TASK DETAILS |
Rewrite the records below, changing every "play-diagram reference" to "coaching-diagram reference" and leaving everything else unchanged.

RECORDS FOR THIS EXERCISE |
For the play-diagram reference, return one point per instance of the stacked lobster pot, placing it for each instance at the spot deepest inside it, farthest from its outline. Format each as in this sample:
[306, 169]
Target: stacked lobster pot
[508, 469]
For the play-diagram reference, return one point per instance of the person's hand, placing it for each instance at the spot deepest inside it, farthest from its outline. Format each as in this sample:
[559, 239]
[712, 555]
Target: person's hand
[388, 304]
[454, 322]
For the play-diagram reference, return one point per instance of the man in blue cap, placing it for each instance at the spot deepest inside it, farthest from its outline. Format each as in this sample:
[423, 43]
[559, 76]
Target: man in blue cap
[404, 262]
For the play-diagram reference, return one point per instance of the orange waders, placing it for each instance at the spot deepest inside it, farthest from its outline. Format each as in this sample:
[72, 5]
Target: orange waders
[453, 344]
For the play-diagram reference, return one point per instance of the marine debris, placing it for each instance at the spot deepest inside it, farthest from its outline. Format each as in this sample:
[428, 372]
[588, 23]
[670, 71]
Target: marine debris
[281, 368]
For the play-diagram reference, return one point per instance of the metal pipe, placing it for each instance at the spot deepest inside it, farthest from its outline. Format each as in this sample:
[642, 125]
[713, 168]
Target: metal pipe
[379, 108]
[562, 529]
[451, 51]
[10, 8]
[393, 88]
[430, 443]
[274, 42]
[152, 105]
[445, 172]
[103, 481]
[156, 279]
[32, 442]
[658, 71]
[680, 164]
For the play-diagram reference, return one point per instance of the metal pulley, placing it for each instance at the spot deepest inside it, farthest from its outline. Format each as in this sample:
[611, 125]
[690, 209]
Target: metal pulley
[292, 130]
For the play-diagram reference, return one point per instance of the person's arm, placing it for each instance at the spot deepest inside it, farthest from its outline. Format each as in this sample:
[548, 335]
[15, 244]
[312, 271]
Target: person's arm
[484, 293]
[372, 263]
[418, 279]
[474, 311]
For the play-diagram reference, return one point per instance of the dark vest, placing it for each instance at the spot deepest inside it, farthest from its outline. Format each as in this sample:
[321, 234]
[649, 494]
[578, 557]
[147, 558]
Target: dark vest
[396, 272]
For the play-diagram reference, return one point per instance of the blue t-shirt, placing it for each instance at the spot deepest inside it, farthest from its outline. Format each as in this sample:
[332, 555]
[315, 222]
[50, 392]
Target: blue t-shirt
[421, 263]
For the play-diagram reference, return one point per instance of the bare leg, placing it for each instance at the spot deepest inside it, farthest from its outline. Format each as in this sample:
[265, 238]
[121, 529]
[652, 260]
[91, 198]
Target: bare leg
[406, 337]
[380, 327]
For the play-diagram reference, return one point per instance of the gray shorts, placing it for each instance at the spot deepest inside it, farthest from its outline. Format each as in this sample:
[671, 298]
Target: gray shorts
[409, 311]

THE COMPLETED TASK |
For the coaching-diagram reference, return one point per instance of the stacked lobster pot, placing it for each instance at the spot deepest inside it, farthest from its outline. Format each as in this sample:
[306, 169]
Target: stacked lobster pot
[508, 469]
For the coaching-diagram reference, return one point per instance of the person's hand, placing it for each instance at the spot deepest inside it, farthest from its outline. Format each as in this sample:
[559, 239]
[712, 555]
Target: person's hand
[388, 304]
[454, 322]
For the coaching-diagram reference, return one point per instance of the man in blue cap, placing it for each instance at the spot deepest inside it, farthest from its outline. Format each as in this sample:
[423, 43]
[559, 76]
Target: man in blue cap
[404, 262]
For the coaching-diagram reference, return one point per instance of the orange waders, placing it for each instance at the spot deepest inside it, farthest from its outline. Format each as in this sample:
[72, 5]
Target: orange waders
[453, 344]
For the coaching-diagram reference, return one point per instance of the marine debris, placing it for each instance at the spot deepest inside it, farthest from its outline. Format each as in this sample:
[428, 372]
[588, 23]
[670, 71]
Target: marine debris
[281, 368]
For the coaching-diagram reference, return one point per instance of the metal pipe, placing it for each instance at the spot deepest inside it, farthest from its outline. Format each as in this sample:
[642, 125]
[713, 168]
Target: metal pipe
[379, 108]
[562, 529]
[451, 51]
[10, 8]
[393, 88]
[430, 443]
[274, 42]
[152, 105]
[445, 172]
[103, 481]
[156, 279]
[32, 442]
[658, 71]
[680, 164]
For the coaching-diagram reference, return one point per instance of the metal pulley, placing it for each instance at the spot deepest inside it, farthest from its outline. Format each as in this sample:
[611, 125]
[690, 209]
Target: metal pulley
[292, 130]
For the coaching-diagram reference, return one point per instance of the person's arm, placing it for each instance at the spot deepest inside it, farthest from its outline. Format each as in this sample:
[548, 335]
[15, 244]
[312, 271]
Target: person's arm
[484, 293]
[372, 263]
[418, 279]
[474, 311]
For the coaching-diagram reference, return one point per instance of the dark vest, placing it for each instance at the spot deepest inside it, farthest from its outline. Format each as in this sample:
[321, 234]
[649, 494]
[578, 557]
[147, 558]
Target: dark vest
[396, 272]
For the coaching-diagram reference, return one point per instance of the blue t-shirt, placing it for each instance at the spot deepest inside it, farthest from its outline. Format each as in this sample:
[332, 555]
[315, 222]
[50, 392]
Target: blue t-shirt
[421, 263]
For the coaching-diagram reference, return one point per instance of the bare leg, placing it for each instance at the spot deepest inside it, farthest from its outline. Format each as in this sample:
[265, 238]
[121, 529]
[652, 260]
[91, 198]
Target: bare leg
[406, 337]
[380, 327]
For the coaching-diagram reference, return one point per instance of the gray shorts, placing it for each instance at the spot deepest inside it, farthest from its outline. Format each as in this sample:
[671, 298]
Target: gray shorts
[409, 311]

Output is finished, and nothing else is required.